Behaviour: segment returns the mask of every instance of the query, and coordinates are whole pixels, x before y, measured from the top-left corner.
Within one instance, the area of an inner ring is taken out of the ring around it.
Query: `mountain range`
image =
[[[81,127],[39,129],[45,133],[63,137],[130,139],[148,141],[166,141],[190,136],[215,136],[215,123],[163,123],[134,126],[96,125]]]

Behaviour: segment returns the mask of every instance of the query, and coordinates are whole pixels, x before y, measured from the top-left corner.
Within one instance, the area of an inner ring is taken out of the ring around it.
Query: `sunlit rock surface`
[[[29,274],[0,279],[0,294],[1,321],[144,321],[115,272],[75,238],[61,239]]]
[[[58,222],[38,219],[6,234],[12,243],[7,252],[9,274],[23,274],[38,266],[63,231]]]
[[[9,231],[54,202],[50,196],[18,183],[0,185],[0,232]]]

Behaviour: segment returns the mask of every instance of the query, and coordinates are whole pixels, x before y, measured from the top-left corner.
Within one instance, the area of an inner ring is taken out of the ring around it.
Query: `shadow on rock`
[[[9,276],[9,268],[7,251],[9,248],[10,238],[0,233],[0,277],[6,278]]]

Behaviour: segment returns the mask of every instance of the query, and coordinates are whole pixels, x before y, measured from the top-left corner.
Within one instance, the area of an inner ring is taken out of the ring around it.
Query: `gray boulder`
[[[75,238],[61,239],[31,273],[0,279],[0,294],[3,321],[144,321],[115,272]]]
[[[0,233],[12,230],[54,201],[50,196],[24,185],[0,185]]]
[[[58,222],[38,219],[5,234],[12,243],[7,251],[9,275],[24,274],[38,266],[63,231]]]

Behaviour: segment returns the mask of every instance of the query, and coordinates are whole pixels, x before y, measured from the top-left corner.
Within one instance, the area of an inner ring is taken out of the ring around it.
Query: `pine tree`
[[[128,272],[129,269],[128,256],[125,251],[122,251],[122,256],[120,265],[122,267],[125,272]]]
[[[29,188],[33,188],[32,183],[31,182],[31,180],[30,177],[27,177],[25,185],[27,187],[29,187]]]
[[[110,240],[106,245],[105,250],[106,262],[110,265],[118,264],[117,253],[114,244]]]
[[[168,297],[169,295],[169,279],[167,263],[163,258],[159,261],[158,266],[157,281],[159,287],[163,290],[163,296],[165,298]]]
...
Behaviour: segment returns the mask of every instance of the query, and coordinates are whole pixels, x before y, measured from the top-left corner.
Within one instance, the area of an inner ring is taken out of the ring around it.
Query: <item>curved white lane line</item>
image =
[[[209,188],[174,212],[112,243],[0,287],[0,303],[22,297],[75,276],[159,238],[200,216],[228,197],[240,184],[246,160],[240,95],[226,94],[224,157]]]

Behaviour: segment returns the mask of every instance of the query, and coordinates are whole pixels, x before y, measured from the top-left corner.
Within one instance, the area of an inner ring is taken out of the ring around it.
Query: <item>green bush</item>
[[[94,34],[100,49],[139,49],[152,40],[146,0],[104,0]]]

The exercise – Count the lines above that contain the string "item", treating uppercase and lowercase as different, and reply with only that number.

Result of this exercise – 2